→ **DATA FOR PROCESSING**
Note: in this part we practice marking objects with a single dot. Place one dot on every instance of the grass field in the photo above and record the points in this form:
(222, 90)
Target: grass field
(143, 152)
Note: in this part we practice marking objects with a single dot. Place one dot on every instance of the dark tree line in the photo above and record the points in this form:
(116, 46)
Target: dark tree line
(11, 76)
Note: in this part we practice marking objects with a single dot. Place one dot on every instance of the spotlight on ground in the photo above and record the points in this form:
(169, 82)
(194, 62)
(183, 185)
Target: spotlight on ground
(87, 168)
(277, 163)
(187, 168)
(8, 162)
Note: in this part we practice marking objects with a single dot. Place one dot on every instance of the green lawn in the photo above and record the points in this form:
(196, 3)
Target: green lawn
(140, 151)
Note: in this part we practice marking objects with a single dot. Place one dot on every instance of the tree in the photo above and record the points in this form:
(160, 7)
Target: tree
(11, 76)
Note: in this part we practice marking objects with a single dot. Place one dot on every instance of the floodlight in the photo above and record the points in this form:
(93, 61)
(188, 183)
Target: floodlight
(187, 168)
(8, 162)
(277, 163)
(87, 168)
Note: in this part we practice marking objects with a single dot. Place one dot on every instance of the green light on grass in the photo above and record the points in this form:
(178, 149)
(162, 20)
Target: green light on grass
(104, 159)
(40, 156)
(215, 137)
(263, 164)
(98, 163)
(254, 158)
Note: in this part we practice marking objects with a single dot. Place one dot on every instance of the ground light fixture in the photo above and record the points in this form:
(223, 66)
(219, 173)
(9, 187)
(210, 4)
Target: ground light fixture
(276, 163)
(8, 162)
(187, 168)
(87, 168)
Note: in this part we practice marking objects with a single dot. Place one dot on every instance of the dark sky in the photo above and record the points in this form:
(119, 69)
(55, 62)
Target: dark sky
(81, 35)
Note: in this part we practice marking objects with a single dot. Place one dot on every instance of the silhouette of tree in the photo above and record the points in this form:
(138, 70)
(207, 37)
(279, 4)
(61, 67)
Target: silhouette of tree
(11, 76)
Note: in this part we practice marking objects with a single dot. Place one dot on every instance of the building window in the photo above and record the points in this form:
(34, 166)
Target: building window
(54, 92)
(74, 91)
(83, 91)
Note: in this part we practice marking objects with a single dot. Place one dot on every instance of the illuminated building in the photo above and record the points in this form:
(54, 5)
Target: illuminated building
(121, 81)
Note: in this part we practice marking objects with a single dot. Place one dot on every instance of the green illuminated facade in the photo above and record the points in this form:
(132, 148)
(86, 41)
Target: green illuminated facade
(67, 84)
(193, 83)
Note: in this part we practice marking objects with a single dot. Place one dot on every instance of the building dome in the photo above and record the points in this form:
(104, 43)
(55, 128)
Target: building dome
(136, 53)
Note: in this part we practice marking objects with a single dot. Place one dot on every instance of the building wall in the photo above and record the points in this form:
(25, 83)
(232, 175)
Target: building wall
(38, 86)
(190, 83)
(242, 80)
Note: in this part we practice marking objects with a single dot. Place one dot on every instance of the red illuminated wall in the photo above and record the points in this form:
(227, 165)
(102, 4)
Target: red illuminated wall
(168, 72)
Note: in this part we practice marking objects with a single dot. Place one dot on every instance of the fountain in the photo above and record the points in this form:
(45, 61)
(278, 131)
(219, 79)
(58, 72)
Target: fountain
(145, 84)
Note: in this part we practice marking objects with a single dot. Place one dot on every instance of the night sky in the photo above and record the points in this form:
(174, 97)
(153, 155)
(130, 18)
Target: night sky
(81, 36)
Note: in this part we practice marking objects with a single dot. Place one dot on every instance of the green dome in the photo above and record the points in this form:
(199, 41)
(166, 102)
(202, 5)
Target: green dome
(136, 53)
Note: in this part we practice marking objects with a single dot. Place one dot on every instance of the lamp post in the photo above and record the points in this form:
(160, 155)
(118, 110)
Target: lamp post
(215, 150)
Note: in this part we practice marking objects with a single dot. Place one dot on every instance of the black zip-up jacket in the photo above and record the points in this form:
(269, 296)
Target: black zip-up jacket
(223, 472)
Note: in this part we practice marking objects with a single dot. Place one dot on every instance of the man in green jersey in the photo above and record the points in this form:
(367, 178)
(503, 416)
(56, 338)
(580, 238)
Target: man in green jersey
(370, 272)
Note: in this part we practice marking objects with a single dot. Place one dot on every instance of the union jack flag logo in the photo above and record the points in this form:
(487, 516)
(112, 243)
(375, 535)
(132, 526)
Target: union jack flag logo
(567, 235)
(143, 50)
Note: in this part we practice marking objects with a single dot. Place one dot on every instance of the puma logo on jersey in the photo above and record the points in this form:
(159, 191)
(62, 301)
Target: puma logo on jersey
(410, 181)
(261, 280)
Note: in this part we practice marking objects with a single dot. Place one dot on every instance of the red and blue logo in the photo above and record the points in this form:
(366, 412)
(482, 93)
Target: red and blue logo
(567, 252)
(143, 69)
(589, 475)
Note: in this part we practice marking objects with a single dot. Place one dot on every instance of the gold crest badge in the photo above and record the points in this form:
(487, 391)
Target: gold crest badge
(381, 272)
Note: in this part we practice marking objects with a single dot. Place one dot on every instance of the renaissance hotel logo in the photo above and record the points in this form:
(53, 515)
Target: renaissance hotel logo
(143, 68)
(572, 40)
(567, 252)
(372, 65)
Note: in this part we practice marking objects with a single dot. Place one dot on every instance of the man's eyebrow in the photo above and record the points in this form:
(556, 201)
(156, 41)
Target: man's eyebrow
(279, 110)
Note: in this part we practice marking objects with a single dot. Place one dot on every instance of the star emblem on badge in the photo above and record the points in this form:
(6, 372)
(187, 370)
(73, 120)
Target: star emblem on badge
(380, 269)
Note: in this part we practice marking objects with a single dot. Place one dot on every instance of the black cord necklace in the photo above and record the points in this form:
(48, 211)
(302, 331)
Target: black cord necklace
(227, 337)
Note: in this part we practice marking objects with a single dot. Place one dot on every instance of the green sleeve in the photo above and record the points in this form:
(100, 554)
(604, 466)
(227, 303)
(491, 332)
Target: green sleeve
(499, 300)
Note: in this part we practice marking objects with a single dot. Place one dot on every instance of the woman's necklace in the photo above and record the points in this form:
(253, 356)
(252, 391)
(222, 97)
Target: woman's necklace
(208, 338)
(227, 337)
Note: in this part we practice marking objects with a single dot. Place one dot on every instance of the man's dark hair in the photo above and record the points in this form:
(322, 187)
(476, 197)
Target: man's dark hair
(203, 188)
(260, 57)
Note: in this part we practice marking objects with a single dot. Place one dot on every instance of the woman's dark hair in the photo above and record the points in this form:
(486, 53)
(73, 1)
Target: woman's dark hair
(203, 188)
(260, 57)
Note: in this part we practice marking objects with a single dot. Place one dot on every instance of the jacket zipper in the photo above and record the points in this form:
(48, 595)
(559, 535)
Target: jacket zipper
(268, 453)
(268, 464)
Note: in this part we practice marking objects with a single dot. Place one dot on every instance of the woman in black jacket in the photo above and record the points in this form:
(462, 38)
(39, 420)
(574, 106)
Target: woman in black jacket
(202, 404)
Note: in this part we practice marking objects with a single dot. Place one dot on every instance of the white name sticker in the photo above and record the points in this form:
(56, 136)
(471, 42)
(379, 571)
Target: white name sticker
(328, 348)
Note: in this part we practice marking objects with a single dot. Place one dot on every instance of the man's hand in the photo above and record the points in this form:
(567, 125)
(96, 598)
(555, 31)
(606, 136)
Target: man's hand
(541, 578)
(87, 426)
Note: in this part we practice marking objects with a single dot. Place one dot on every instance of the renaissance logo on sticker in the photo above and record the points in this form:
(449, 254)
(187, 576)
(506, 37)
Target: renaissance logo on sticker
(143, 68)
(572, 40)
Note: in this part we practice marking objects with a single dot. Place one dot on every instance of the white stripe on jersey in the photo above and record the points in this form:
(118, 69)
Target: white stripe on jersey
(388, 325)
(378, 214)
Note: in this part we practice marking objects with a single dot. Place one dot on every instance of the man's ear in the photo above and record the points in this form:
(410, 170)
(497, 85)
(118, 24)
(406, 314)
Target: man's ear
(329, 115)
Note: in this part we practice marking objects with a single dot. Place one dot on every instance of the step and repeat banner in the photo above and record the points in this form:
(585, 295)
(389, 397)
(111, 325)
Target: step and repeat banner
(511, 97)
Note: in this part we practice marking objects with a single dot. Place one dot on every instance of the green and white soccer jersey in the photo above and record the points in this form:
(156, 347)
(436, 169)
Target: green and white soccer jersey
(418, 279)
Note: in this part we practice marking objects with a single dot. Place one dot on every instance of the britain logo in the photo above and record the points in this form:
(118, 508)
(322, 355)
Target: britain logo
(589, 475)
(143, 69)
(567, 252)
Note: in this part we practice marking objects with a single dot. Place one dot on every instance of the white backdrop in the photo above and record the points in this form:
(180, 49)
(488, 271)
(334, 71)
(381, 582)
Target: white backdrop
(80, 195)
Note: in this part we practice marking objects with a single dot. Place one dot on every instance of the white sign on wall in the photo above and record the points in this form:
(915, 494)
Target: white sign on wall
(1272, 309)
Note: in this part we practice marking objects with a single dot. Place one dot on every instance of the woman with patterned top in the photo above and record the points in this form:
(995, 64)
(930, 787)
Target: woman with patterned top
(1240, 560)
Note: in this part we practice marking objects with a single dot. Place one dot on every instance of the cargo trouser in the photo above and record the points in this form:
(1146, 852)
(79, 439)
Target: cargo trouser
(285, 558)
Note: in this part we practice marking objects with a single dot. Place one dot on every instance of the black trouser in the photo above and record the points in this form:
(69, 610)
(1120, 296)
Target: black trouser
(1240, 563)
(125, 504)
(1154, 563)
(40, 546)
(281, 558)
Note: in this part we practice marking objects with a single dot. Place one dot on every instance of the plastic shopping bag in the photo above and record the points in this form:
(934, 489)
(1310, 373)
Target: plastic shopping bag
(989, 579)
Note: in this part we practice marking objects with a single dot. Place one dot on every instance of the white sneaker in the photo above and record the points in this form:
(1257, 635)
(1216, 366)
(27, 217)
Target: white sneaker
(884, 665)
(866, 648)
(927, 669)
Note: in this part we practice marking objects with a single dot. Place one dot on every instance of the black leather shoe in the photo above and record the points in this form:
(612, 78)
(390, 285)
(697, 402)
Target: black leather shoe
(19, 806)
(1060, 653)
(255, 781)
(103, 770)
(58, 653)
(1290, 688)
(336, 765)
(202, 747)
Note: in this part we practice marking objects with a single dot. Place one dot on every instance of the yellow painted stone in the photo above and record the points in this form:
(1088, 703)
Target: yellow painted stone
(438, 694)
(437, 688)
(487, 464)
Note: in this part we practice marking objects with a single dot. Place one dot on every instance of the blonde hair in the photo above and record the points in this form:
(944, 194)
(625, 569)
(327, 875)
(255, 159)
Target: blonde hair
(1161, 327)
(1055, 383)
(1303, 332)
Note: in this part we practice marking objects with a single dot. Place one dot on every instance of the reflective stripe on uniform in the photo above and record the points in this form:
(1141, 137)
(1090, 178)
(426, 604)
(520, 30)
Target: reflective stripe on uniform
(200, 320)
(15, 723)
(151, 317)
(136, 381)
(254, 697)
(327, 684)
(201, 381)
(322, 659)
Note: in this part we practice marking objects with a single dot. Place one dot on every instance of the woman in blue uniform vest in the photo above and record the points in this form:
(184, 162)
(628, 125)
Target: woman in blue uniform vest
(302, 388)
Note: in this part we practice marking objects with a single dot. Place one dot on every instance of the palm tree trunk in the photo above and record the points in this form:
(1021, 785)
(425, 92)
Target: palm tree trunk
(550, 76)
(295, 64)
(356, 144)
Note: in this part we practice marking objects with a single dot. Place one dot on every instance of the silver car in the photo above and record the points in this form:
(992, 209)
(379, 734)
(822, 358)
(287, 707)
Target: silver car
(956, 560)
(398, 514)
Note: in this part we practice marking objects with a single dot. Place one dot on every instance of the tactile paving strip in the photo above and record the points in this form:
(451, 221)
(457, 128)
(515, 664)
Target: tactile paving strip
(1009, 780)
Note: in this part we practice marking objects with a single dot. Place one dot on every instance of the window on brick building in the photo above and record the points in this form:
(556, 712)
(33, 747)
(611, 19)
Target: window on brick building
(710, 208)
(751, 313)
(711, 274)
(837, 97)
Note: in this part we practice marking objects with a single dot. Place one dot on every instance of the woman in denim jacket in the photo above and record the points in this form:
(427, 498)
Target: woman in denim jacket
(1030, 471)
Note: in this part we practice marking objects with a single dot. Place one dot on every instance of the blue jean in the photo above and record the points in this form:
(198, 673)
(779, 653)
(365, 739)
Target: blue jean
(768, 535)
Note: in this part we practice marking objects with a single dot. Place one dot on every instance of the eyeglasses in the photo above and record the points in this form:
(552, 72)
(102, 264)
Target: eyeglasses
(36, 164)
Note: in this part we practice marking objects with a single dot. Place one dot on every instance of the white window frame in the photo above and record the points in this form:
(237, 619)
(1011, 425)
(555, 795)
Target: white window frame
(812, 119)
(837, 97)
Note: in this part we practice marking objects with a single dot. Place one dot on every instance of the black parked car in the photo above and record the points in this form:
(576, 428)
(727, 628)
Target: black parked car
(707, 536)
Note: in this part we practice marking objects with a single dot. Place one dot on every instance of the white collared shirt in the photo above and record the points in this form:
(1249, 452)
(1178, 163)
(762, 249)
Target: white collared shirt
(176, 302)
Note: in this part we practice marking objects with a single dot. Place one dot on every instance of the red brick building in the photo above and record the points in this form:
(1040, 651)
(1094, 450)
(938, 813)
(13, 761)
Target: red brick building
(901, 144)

→ **EXERCISE OBJECTIVE**
Give back the lines above exactly, from the one with "the black parked" through the last line.

→ **COMPLETED TASK**
Note: in this part we practice marking objects with a single dot. Place one dot on every instance of the black parked car in the photo above and record the points in this form:
(576, 428)
(727, 628)
Target: black parked car
(707, 536)
Note: in this part we practice marking objects with a single dot. Place one dot on every instance of the white collared shirt in the photo above and record the points in this form:
(1249, 452)
(1178, 163)
(762, 249)
Target: white collared shirt
(176, 302)
Note: in this part we practice marking objects with a single dot. Place one dot on every instance of the red brick building in the photo above and record the points in this form:
(1040, 651)
(1094, 450)
(938, 813)
(13, 761)
Target: red brick building
(901, 144)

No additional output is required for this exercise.